======== Data provided

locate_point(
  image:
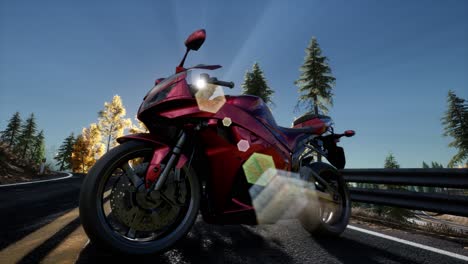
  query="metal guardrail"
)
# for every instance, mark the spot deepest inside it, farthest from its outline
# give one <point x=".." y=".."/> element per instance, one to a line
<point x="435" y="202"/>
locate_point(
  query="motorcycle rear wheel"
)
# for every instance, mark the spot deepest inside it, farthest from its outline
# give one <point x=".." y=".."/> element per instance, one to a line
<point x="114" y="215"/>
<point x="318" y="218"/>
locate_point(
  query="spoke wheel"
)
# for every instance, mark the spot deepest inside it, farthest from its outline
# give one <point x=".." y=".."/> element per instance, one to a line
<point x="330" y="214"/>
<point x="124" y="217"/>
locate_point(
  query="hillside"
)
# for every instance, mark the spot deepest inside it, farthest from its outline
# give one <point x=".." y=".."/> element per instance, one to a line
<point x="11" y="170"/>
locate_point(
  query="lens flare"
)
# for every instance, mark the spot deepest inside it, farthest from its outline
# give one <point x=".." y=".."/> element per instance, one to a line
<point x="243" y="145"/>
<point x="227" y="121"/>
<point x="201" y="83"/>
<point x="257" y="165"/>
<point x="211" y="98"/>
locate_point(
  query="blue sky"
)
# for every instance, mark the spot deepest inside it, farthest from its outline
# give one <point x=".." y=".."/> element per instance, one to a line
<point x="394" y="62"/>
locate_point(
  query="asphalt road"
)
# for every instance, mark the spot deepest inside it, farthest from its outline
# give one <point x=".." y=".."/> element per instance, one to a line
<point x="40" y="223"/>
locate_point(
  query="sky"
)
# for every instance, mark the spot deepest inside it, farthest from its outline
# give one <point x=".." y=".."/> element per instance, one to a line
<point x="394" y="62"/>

================
======== Data provided

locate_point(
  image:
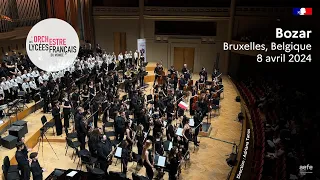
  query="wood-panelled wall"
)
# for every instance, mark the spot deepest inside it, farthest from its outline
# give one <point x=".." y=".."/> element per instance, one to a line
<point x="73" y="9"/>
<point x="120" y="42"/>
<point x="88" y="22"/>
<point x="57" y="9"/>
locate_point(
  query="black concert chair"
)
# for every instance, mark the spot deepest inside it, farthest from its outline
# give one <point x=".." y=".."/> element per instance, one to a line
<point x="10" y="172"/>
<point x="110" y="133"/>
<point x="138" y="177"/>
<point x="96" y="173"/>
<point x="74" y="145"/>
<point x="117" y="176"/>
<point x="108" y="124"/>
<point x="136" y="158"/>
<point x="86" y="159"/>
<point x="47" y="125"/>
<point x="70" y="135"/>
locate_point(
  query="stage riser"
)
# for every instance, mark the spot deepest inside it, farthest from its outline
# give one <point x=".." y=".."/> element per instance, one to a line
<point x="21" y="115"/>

================
======== Data provided

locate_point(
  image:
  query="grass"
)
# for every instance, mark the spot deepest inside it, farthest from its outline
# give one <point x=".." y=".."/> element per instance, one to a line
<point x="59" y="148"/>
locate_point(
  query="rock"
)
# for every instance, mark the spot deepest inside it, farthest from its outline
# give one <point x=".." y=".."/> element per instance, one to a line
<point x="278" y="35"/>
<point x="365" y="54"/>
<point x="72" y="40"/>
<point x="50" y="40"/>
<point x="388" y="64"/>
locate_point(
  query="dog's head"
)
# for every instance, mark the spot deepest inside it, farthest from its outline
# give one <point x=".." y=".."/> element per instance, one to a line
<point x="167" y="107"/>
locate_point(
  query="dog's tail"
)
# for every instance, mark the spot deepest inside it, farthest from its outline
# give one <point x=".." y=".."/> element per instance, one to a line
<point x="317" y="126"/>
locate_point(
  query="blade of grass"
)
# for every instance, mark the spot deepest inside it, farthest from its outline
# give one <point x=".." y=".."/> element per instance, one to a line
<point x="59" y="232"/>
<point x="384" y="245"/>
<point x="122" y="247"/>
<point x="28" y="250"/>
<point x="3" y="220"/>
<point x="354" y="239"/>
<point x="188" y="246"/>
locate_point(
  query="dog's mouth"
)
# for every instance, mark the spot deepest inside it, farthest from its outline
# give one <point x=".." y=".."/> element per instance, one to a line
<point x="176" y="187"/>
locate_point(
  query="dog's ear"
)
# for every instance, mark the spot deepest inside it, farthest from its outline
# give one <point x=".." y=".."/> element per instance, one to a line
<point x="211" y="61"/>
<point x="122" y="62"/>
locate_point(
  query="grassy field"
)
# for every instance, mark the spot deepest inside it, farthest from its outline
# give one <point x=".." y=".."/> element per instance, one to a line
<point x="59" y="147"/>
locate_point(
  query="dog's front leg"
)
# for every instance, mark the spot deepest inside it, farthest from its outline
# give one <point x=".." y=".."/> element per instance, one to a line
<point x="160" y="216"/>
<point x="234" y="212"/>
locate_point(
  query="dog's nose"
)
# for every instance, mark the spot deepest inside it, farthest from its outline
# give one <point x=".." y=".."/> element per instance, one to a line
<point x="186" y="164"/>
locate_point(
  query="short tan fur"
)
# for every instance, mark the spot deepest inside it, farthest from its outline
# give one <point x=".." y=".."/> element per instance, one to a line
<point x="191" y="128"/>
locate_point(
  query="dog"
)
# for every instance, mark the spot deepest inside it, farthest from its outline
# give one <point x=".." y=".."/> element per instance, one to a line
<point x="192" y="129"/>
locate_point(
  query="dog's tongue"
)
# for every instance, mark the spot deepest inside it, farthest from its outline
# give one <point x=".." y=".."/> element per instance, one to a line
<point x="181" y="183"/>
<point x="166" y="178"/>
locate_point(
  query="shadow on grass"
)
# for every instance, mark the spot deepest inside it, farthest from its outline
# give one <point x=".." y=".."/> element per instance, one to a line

================

- [Work instructions]: The response must consist solely of the number of lines in the listing above that contain "wheel".

- [Exercise output]: 2